— OBJECTIVE —
Pull out each line in the records below that contains the word "following".

— DATA LISTING —
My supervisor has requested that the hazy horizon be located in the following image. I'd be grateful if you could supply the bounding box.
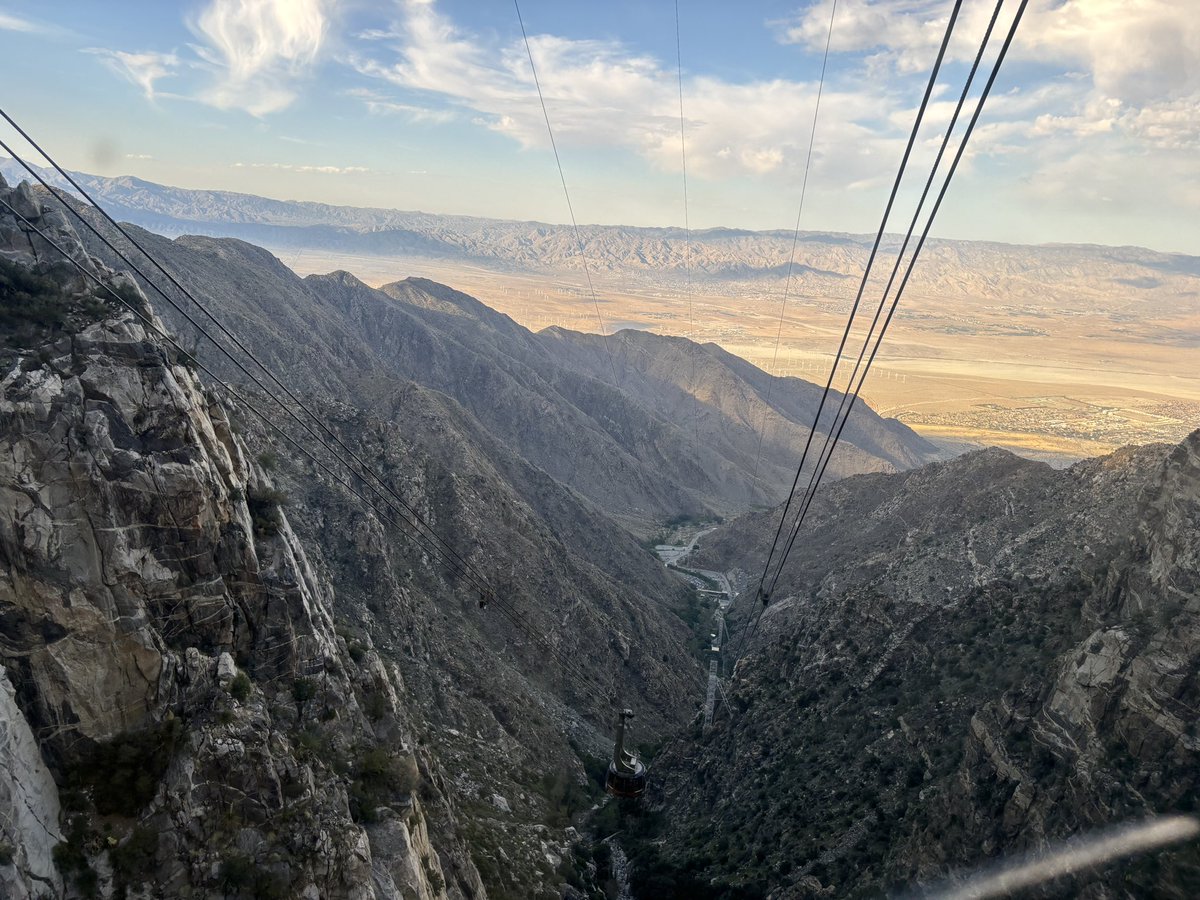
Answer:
---
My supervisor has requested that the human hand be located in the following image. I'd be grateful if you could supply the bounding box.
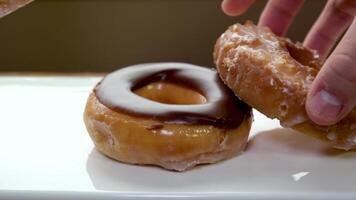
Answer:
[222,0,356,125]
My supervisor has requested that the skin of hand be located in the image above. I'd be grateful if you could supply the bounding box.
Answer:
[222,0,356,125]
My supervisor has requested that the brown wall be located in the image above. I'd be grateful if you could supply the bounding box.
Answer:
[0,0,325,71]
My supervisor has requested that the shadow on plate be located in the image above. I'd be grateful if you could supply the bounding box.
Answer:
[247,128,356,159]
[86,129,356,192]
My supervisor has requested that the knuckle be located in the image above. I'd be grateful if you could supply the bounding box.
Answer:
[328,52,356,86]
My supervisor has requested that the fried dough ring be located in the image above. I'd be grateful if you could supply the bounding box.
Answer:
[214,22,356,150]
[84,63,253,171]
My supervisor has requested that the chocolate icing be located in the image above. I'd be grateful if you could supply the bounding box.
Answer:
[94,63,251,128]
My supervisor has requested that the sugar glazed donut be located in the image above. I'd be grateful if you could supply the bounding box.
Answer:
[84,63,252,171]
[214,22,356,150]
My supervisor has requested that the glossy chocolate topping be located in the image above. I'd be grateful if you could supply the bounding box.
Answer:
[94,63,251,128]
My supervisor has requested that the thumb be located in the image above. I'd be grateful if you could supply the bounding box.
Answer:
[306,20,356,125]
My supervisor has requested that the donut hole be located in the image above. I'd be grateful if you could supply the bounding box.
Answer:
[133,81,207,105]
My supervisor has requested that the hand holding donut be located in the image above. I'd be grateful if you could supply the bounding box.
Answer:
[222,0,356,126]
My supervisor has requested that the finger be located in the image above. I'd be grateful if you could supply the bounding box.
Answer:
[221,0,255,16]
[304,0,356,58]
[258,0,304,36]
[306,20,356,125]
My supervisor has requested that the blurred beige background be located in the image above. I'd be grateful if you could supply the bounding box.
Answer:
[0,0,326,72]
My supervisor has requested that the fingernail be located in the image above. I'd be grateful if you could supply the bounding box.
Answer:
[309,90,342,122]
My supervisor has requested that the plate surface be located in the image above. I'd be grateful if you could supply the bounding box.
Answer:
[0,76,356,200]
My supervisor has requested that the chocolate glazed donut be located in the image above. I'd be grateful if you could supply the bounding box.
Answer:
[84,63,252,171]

— WRITTEN ANSWER —
My supervisor has requested that the hazy horizon be located in the following image. I'd be grateful if you could supply the bounding box.
My supervisor has requested that the human hand be located in the following image. I'd be grateful if you could supply the bounding box.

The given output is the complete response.